(Task directions) Return the material below verbatim, starting at the line containing "Exercise. Indicate with a point every instance of the lake" and ending after the line containing "x=207, y=17".
----- Provided data -----
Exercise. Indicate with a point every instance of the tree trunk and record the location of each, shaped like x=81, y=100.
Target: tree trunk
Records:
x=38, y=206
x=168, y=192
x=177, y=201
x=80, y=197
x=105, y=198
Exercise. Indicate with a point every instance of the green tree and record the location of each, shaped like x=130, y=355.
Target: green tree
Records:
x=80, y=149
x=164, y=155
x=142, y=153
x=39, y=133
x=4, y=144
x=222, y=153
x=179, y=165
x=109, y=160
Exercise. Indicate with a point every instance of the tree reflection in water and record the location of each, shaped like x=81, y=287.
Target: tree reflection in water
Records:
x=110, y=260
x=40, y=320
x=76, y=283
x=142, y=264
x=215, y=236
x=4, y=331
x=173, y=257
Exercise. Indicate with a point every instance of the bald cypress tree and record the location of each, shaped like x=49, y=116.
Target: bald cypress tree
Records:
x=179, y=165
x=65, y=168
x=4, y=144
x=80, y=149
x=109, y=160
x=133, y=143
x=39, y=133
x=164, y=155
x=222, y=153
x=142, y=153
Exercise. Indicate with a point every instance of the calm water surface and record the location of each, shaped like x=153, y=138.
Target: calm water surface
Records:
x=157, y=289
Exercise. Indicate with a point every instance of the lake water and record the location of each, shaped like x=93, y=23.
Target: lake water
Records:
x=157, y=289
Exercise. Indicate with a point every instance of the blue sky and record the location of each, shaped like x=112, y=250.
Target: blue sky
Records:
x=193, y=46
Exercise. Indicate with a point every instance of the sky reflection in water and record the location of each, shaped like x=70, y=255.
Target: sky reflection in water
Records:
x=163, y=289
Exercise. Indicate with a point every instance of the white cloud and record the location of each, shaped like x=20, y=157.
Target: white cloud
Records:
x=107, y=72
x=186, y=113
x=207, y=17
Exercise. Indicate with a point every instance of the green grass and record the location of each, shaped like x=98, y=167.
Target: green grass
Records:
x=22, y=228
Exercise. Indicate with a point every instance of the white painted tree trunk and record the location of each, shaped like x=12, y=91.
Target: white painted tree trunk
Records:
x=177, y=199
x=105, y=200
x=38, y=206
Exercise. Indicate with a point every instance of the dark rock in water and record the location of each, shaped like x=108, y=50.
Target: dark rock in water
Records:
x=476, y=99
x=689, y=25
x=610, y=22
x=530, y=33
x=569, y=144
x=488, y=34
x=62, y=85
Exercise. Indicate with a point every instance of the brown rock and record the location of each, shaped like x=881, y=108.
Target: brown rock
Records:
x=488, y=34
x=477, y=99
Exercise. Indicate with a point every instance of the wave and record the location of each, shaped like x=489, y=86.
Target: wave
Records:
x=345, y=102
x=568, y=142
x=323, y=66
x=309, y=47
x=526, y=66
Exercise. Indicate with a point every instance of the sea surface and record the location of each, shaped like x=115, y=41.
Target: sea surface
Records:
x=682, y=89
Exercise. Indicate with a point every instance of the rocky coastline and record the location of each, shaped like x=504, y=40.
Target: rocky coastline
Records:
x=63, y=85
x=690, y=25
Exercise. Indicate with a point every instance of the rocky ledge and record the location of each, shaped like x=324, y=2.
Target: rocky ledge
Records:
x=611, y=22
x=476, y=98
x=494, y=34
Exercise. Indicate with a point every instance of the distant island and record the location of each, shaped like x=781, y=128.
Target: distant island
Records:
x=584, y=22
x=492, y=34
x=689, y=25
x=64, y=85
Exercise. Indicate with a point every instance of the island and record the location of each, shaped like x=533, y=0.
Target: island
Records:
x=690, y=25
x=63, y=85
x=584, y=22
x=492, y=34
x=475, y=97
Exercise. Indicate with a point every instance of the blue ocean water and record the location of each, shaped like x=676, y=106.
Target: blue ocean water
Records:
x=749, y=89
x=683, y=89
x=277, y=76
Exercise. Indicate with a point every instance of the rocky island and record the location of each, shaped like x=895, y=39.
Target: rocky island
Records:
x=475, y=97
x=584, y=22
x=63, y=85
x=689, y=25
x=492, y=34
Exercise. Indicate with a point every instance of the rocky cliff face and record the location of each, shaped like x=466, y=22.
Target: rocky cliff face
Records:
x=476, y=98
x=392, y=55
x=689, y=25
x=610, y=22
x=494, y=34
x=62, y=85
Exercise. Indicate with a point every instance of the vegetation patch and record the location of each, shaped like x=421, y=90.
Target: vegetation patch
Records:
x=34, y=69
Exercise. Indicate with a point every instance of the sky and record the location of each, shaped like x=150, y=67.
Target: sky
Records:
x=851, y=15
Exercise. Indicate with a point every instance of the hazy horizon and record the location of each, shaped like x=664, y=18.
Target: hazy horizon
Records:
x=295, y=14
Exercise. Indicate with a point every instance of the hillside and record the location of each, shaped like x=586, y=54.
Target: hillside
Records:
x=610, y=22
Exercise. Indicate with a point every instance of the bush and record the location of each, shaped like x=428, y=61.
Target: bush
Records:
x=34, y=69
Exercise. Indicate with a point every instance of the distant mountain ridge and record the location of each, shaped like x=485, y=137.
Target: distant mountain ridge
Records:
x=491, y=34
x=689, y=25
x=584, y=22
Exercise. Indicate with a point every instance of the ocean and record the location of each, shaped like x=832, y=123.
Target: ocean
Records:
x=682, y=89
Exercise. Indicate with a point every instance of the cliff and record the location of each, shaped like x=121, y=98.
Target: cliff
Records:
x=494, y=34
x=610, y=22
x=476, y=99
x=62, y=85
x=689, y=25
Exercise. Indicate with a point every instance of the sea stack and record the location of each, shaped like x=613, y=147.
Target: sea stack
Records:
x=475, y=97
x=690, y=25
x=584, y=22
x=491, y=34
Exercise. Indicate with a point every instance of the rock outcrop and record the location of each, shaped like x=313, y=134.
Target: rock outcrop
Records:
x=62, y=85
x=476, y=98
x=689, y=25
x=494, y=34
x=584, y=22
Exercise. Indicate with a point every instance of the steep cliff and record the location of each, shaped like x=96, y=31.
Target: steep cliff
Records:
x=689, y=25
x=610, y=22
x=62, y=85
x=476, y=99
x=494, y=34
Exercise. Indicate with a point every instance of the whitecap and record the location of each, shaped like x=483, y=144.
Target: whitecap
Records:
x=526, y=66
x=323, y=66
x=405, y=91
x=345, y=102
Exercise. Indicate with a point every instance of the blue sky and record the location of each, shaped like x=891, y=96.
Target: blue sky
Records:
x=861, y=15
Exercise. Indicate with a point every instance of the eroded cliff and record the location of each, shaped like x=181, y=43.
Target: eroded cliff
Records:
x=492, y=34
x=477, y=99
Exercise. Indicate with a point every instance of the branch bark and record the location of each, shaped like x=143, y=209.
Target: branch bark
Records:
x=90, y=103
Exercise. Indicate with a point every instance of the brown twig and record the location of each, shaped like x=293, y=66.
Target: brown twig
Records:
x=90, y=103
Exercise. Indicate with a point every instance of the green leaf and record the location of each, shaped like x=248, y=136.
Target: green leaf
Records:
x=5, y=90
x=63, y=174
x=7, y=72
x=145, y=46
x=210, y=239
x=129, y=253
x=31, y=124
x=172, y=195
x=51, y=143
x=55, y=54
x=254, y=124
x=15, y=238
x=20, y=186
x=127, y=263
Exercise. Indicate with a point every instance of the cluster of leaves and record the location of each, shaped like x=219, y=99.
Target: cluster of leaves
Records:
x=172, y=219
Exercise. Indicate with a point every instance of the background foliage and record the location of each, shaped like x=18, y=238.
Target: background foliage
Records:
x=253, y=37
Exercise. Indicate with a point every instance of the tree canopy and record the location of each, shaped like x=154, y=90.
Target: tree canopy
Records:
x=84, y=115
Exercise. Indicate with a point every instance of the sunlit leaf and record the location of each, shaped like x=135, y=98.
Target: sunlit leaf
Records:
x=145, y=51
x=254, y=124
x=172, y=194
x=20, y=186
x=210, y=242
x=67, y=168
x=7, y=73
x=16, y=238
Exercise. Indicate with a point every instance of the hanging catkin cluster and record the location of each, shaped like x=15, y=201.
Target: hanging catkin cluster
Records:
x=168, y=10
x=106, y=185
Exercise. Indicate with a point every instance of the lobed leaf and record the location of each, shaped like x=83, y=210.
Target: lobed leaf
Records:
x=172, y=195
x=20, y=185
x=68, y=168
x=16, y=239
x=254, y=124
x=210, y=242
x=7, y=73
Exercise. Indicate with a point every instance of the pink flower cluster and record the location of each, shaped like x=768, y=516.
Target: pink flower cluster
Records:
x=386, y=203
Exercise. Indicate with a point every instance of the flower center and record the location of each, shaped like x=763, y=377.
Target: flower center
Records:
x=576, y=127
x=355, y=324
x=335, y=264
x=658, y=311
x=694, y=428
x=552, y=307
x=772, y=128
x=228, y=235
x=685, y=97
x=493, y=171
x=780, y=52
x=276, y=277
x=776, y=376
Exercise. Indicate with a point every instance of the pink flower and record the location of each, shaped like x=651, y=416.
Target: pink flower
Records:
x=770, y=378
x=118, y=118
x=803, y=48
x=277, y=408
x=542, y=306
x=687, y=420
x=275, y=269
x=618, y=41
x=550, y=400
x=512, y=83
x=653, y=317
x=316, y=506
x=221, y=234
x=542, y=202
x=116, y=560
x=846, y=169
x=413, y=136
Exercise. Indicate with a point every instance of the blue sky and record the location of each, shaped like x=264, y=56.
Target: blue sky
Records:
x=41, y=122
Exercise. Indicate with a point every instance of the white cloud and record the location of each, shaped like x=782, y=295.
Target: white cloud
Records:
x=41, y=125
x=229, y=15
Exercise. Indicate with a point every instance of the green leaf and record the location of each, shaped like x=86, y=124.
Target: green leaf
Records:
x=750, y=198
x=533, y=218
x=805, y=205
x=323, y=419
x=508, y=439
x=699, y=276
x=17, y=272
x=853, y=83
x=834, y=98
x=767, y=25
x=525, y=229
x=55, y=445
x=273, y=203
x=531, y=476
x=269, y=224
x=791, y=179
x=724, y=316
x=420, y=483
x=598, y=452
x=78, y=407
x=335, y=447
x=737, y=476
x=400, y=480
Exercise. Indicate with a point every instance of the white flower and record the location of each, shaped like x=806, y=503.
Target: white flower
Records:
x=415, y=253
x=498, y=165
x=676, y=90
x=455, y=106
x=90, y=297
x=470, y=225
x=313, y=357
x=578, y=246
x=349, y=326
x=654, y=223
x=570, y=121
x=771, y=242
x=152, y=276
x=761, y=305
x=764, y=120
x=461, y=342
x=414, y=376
-----
(Final result)
Exercise. Indicate with a point every instance of the lake water and record the location of each, shaped like x=93, y=23.
Target: lake water
Records:
x=157, y=289
Exercise. Indicate with a point every instance of the blue sky and record the location of each, shaped like x=112, y=250.
Target: blue sky
Records:
x=193, y=46
Exercise. Indicate with a point every instance of the sky reflection in water and record the location of each, shaped like x=70, y=255.
Target: sky reflection in water
Records:
x=163, y=289
Exercise. Indicate with a point every instance of the white cloud and record the location of each, shaped like x=20, y=157.
Target: white cloud
Records:
x=107, y=72
x=186, y=113
x=207, y=17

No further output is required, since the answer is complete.